> **WRITTEN EXERCISE**: The required result is the exact run of lines beginning at the one containing "Reviewer note: check that each instance of the soffit" and ending at the last line of the entries.

start EXERCISE MATERIAL

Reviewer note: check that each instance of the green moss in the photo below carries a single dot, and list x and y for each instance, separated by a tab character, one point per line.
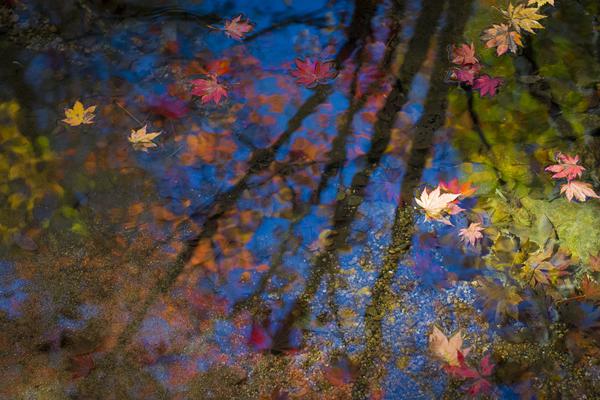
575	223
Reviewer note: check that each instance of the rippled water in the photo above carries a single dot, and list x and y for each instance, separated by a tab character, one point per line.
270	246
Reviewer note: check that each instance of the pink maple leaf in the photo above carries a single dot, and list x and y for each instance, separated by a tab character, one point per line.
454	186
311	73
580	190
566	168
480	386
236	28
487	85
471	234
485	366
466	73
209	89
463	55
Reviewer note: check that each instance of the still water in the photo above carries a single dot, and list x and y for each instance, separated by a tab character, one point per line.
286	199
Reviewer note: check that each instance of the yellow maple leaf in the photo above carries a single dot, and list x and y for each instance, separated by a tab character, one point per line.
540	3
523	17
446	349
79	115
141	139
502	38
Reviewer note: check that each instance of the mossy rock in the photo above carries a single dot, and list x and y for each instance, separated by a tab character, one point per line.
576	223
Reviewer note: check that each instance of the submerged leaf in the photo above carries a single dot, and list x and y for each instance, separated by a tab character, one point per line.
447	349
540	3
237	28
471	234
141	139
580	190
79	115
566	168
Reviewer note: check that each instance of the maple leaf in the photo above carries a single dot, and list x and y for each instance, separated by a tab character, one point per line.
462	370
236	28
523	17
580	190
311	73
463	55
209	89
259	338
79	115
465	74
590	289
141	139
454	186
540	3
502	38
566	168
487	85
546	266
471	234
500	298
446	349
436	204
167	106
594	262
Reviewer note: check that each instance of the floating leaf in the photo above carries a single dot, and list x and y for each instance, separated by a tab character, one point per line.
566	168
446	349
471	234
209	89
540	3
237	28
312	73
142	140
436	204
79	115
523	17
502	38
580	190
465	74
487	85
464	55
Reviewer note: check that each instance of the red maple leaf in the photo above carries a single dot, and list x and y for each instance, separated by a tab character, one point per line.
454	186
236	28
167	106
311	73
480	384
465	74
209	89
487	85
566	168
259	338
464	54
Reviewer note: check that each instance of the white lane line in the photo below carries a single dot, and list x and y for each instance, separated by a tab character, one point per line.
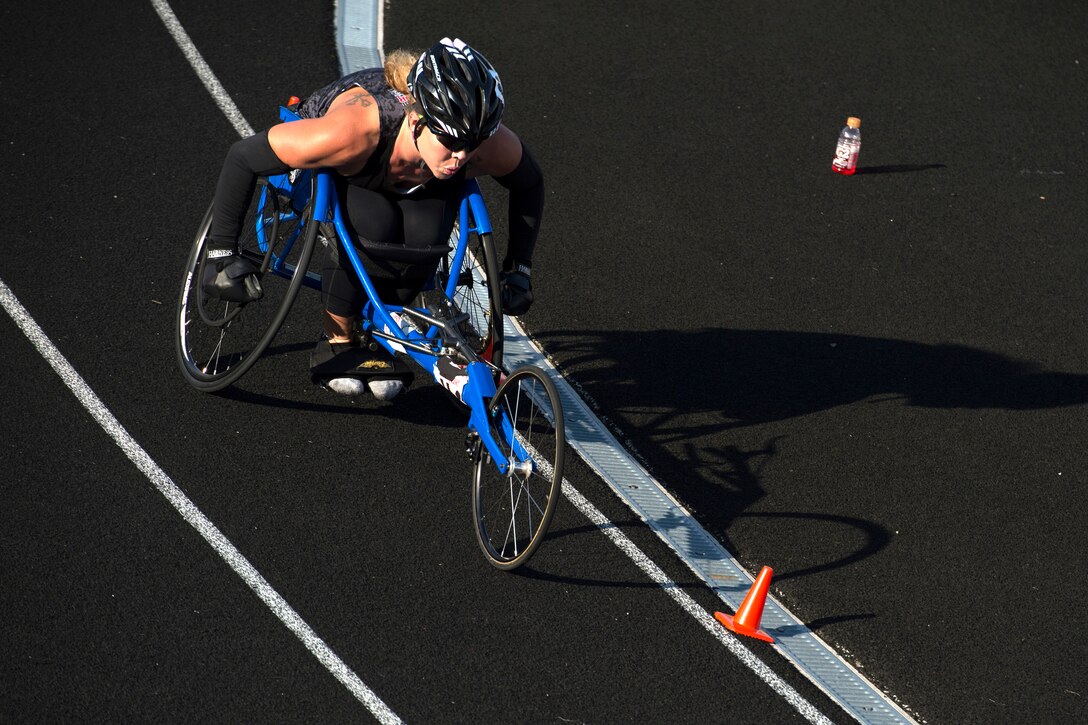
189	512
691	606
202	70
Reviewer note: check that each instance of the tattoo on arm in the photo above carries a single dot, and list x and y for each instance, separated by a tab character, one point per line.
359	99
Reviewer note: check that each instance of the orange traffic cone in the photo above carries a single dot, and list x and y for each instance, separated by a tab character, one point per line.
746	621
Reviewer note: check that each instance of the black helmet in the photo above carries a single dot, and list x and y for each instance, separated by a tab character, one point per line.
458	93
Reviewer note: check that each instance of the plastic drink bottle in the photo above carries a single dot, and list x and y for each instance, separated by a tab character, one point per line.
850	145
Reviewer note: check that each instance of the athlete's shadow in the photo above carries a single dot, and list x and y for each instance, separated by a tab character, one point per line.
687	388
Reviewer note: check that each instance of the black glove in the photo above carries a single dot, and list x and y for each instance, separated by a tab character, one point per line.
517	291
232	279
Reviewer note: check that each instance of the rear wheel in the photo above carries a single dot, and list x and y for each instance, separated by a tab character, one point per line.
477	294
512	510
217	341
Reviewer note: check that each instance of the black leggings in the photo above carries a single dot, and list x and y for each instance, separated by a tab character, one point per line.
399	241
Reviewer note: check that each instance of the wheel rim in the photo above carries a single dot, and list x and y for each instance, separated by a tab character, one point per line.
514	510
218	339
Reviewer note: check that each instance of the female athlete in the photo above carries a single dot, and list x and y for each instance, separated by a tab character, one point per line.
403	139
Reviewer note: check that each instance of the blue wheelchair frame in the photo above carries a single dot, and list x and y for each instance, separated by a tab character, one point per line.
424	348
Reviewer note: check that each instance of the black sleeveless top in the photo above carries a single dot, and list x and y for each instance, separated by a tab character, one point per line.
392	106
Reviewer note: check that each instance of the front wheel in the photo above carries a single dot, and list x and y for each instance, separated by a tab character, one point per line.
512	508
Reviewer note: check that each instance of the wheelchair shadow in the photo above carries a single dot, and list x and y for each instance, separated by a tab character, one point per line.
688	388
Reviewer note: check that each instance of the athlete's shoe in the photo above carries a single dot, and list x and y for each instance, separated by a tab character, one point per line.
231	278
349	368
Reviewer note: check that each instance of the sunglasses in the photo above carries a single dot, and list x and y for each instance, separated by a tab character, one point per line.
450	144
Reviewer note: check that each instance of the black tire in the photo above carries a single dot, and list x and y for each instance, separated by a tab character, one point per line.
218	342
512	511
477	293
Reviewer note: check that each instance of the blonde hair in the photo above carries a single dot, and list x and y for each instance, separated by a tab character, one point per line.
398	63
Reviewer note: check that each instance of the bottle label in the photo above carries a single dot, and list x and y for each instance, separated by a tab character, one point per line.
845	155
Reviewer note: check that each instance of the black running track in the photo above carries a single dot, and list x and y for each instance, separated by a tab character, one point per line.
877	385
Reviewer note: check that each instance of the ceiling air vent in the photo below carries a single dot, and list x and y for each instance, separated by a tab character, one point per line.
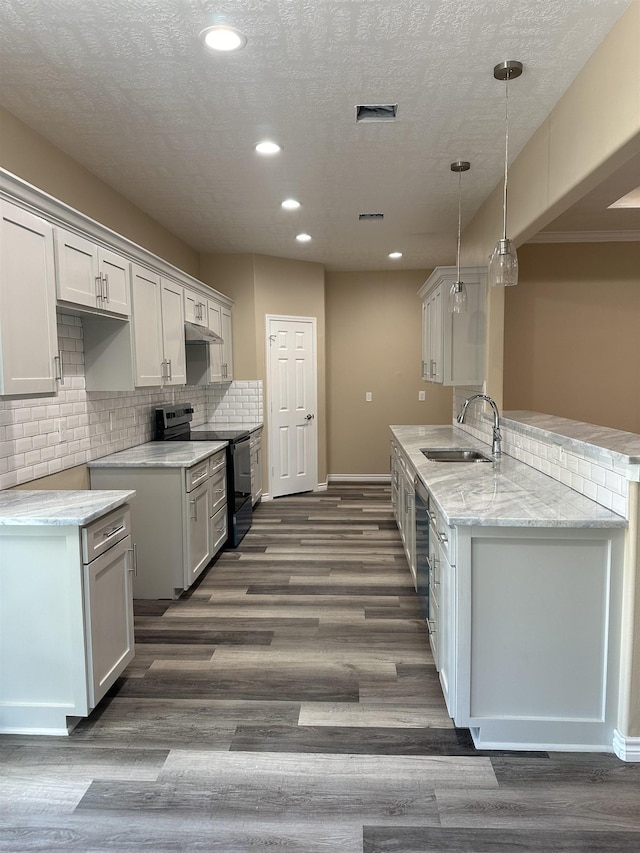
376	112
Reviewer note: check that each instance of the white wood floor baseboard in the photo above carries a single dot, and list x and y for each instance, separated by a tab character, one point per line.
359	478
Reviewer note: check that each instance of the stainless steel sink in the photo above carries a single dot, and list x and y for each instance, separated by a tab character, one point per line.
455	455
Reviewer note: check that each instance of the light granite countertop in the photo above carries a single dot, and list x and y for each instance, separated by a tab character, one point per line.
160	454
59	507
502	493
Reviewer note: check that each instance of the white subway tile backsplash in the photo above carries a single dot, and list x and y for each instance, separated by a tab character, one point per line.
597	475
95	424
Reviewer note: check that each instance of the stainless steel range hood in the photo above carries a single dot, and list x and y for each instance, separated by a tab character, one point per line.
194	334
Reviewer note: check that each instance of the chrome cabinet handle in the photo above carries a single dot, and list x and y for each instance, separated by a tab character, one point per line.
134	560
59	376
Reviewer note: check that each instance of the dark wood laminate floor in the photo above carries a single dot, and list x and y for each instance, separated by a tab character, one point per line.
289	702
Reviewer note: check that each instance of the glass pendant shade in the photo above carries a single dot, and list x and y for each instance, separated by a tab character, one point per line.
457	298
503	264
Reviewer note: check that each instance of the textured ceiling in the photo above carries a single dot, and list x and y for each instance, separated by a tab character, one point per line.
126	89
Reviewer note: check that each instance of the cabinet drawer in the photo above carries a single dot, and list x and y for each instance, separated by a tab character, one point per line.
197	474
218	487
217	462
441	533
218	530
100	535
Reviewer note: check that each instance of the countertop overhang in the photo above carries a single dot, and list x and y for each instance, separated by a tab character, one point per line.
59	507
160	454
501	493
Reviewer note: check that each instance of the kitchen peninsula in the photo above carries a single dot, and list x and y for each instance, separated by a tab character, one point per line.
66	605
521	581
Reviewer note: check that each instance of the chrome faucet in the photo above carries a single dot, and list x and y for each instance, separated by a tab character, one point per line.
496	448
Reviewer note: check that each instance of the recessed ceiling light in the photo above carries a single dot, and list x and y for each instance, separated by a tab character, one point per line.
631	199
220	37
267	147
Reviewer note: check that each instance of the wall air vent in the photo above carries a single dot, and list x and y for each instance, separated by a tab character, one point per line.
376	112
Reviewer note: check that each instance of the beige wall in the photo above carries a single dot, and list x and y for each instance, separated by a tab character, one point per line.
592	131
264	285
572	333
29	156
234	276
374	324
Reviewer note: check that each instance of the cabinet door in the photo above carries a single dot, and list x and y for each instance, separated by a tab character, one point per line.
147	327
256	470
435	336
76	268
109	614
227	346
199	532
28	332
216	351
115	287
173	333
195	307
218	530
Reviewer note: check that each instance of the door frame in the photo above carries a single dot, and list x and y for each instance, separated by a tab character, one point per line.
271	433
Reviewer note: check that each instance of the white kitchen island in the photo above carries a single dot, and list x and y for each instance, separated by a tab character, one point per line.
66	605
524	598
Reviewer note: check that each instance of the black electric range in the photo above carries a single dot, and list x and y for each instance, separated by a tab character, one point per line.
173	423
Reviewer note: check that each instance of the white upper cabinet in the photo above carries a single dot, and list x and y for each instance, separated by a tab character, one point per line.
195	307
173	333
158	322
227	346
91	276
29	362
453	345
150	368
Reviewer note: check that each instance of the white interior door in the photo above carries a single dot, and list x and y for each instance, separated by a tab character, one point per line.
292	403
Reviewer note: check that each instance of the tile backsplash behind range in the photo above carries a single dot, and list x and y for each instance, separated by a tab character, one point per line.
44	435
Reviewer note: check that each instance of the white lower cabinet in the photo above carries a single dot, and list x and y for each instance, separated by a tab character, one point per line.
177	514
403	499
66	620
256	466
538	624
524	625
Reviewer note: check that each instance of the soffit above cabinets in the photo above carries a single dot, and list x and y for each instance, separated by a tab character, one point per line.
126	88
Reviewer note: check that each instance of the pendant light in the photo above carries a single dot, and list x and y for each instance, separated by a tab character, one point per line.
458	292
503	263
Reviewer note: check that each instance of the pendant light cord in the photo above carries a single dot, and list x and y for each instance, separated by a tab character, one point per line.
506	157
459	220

end EXERCISE MATERIAL

> **EXERCISE SOLUTION**:
Reviewer note: check that each instance of the soffit above cabinets in the photo above carries a single dot, and list x and y for each instance, separated by a tab character, one point per line.
126	88
Reviewer note: check that each instance of the pendant light in the photo above carries a single dot, and list x and y for each instance, separated by a tab character, one point per line.
458	292
503	263
Reviewer note: check that each instance of the pendant light cord in the photo above carries a single dot, and list x and y for each instance, separated by a tab character, one point per line.
506	157
459	220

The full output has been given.